## Direction
Count the lines in the rows below that contain the word "column". Reply with the number alone.

## Information provided
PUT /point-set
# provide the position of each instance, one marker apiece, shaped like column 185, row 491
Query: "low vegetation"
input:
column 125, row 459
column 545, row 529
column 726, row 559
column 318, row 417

## Answer to the problem
5